- **Source text**:
┌──
The Problem With Fairness
When one of my three children comes to me and says, “My
brother got an ice cream I want one too,” like any mother I would like to be
fair and give them an ice cream. But what if there is no more ice cream? What
if all of the ice cream stores went out of business last night? What if the
child did not eat their supper? What if the child asking for the ice cream just
punched his brother and provoked a fight?
There are any number of reasons why it may not be the right
thing, or the convenient thing or the best thing to give this child ice cream
right now. If I have raised my child with the expectation that fairness will
prevail I have now set myself up for failure as a parent and I have set up my
child for failure in life.
Life Is Not Fair
I believe it is an important life lesson to teach my
children that life is not fair. No savior is coming on a white horse to save
them from the realities that they face. People get sick and there is nothing
fair about it. People die. Pets die. Sometimes another child gets the ice cream,
and you don’t get any. You may lose a contest to someone who did not deserve to
win. Life is not fair. Get over it.
You will recover faster and live better if you expect things
to be mostly unfair. If you choose to live life with a positive attitude but do
not expect others to reciprocate you will be better off. This is an attitude
that allows you to continue to have peace in a world full of unrest and
injustices. We can’t control the world or the people in it. We can’t make
people be fair. We can only control our own attitude.
We live in a democracy and most of our laws and legal
systems are designed for fairness, but sometimes they don’t work. Sometimes
they are not fair. Sometimes the bad guys win. There are other countries where
the laws are not based on fairness at all. They may be based on bribery or the
ability to fight back or simply stay out of the way. There is nothing that
guarantees fairness and the sooner we learn that the better off we are.
Keeping ScoreWhy do we try to keep score? Isn’t it because we want to manage some sort of control? If I do one right thing to you then that is one point. If this is a game or a war we can keep score to see who wins. Or perhaps we want to keep score to be sure there is equality. Control gives us an unbalanced view of equality. I do something for you, now I feel there is a debt to be paid. You owe me the same amount of credit. How do relationships grow when partners keep score? I made the bed but you didn’t take out the garbage so you don’t love me as much as I love you. Relationships don’t work when someone is keeping score. When I give 50% and you give 50% we are both only half into it. A good relationship happens when both partners give 110% always, but real life happens. People can’t always do that. Sickness, work, life and stress happens. If we are not keeping score love will still grow during times of deficit but if we always need it to be balanced and fair we are going to be really disappointed with life.
The idea of ultimate fairness breeds a sense of entitlement.
I was a good person and now I am owed something because I was good. Shouldn’t
we be good anyway? Isn’t goodness something that comes from within? Do we need
to be rewarded for every good deed?
└──
- **Data lines**:
┌──
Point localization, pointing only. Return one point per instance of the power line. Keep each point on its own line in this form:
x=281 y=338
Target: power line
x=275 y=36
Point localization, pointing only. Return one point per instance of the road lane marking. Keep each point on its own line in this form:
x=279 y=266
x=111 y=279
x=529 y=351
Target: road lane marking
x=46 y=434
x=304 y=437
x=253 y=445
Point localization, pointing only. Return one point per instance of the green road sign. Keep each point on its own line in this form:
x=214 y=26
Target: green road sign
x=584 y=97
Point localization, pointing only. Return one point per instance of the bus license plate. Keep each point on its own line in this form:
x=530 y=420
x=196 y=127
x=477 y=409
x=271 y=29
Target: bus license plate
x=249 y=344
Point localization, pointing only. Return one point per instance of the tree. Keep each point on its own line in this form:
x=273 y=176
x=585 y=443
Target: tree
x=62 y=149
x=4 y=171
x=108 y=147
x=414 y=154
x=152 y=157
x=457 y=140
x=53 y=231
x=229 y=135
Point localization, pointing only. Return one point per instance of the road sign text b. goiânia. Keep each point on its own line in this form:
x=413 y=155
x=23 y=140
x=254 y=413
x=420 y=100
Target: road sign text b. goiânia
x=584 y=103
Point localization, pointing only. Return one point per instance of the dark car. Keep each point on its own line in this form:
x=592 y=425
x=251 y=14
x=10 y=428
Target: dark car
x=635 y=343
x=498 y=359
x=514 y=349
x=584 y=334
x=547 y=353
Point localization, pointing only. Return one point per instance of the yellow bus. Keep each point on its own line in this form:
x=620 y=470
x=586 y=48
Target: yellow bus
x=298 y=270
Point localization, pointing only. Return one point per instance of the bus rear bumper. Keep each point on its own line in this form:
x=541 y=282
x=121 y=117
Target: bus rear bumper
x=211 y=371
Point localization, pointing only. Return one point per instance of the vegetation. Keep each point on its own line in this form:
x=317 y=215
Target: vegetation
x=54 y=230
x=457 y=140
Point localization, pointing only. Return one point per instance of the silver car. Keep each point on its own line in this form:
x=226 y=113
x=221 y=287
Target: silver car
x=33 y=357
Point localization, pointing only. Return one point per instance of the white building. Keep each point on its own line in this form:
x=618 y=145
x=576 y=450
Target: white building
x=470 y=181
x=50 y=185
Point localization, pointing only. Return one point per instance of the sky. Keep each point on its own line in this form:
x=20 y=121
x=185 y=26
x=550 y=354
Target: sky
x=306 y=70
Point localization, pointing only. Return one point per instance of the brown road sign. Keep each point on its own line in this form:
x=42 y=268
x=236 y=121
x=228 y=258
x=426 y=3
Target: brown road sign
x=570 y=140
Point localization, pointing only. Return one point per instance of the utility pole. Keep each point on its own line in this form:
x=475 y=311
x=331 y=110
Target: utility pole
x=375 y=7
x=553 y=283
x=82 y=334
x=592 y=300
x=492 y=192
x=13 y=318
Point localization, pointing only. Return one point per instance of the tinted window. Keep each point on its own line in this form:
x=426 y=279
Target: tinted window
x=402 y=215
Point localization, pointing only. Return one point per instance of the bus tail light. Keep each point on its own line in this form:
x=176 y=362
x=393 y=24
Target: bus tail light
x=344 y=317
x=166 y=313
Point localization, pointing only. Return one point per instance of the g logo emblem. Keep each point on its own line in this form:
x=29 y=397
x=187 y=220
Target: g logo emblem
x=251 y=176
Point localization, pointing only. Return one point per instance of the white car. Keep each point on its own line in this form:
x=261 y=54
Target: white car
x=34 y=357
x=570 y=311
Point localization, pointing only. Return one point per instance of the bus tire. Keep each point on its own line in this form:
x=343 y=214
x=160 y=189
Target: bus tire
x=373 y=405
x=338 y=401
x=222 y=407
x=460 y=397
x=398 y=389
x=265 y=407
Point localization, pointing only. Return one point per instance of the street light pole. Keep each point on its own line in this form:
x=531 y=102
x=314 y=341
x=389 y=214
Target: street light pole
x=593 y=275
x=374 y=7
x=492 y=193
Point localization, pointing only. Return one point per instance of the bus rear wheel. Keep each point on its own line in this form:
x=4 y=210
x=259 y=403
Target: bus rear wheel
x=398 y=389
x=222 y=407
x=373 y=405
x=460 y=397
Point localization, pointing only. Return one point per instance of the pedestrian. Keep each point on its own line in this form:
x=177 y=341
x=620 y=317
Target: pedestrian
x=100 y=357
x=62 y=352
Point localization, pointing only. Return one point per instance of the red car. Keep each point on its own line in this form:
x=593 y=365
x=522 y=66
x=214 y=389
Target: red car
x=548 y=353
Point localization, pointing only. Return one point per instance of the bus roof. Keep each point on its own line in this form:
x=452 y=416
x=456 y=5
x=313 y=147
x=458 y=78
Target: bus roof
└──
- **Task objective**: Copy the essay on fairness again, starting with "There are any" and going on through "Get over it.", and swap "white horse" for "golden chariot".

- **The completed task**:
There are any number of reasons why it may not be the right
thing, or the convenient thing or the best thing to give this child ice cream
right now. If I have raised my child with the expectation that fairness will
prevail I have now set myself up for failure as a parent and I have set up my
child for failure in life.
Life Is Not Fair
I believe it is an important life lesson to teach my
children that life is not fair. No savior is coming on a golden chariot to save
them from the realities that they face. People get sick and there is nothing
fair about it. People die. Pets die. Sometimes another child gets the ice cream,
and you don’t get any. You may lose a contest to someone who did not deserve to
win. Life is not fair. Get over it.